DOCUMENT PASSAGE:
◆ ◆ ◆

Factors to consider:

  • Inference cost and speed
  • Task requirements (chat, coding, reasoning, etc.)
  • Available hardware (VRAM)

Popular open-source models:

  • LLaMA 2
  • Mistral
  • Phi
  • Falcon
  • Gemma

Finetuning Techniques

1. Full Finetuning

  • Updates all weights
  • Requires a lot of GPU memory
  • Higher compute cost

Analogy: Rewriting the entire book.

2. LoRA (Low-Rank Adaptation)

  • Freezes original weights
  • Adds small adapter layers
  • Much faster and memory-efficient

Analogy: Adding sticky notes to a book for extra info.

◆ ◆ ◆

SOURCE DATA:
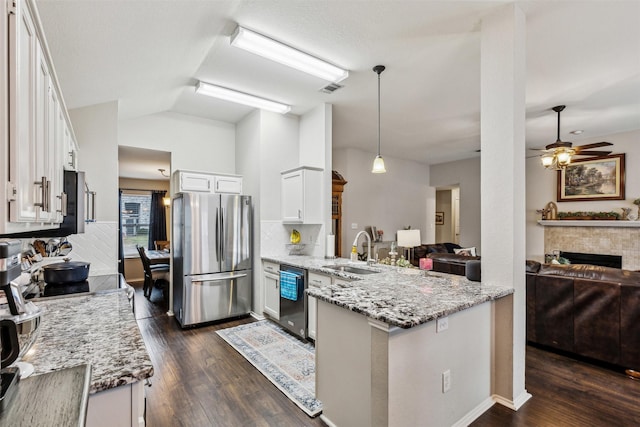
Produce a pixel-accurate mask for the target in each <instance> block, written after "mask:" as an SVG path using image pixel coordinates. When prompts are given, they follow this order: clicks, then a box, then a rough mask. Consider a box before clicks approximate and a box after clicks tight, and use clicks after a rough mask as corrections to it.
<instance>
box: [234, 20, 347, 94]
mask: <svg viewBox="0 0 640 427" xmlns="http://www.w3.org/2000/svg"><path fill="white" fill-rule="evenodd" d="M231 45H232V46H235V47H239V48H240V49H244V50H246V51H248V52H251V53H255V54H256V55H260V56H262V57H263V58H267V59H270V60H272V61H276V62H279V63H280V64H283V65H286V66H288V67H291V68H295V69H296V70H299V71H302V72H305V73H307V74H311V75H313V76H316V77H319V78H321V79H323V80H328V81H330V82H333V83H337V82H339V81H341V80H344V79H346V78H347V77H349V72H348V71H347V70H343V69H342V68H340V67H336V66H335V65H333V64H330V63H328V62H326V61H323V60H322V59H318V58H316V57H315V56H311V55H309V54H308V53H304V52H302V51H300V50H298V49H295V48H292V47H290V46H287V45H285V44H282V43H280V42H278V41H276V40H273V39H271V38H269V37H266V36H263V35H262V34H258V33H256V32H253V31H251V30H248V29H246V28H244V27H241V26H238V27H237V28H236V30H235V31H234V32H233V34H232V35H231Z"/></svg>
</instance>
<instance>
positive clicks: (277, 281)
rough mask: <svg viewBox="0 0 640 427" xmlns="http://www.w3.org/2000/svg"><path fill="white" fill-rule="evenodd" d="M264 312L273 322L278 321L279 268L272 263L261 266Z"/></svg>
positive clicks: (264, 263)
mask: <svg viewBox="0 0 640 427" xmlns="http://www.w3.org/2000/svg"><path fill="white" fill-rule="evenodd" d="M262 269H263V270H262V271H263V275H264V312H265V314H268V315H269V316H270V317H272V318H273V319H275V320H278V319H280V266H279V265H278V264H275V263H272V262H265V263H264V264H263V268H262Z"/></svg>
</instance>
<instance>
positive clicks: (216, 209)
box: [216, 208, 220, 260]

◆ ◆ ◆

ACTIVITY LIST:
a) Please answer these questions about the finetuning notes:
(i) Which hardware resource is listed as a factor to consider?
(ii) What analogy is given for full finetuning?
(iii) What does LoRA do with the original weights?
b) Continue the finetuning notes from their last line.

OUTPUTS BY TASK:
a)
(i) VRAM
(ii) Rewriting the entire book.
(iii) It freezes them.

b)
3. QLoRA

  • Combines quantization + LoRA
  • Enables training on low-VRAM setups
  • Ideal for 12GB to 24GB GPUs

LoRA Weight Formula

Original:
  X = W * Y
LoRA:
  X = (W + A * B) * Y

Where:

  • W = frozen base weight
  • A, B = trainable low-rank matrices

Quantization

Reduces model weight precision to save memory:

Type Bit Memory
float32 32 4 bytes
float16 16 2 bytes
int8 8 1 byte
4-bit 4 0.5 byte

Techniques:

  1. Post-Training Quantization (PTQ) – Quantize after training
  2. Quantization Aware Training (QAT) – Train with quantization effects

Finetuning Tools & Platforms

Tool/Platform Type Notes
Unsloth Open Source Fast, memory-efficient LoRA + QLoRA
LLaMA Factory Open Source Supports full and PEFT finetuning
Together AI Hosted Provides APIs and finetuning platform
Fireworks AI Hosted LoRA-based finetuning service
RunPod, Modal Self-hosted Full control over training & deployment


Summary

Fine-tuning is an essential skill to make LLMs work better for your domain. With tools like Unsloth and LoRA, you can fine-tune even large models on consumer hardware.

Fine-tuning is most effective when RAG fails to provide depth or when inference costs need to be optimized.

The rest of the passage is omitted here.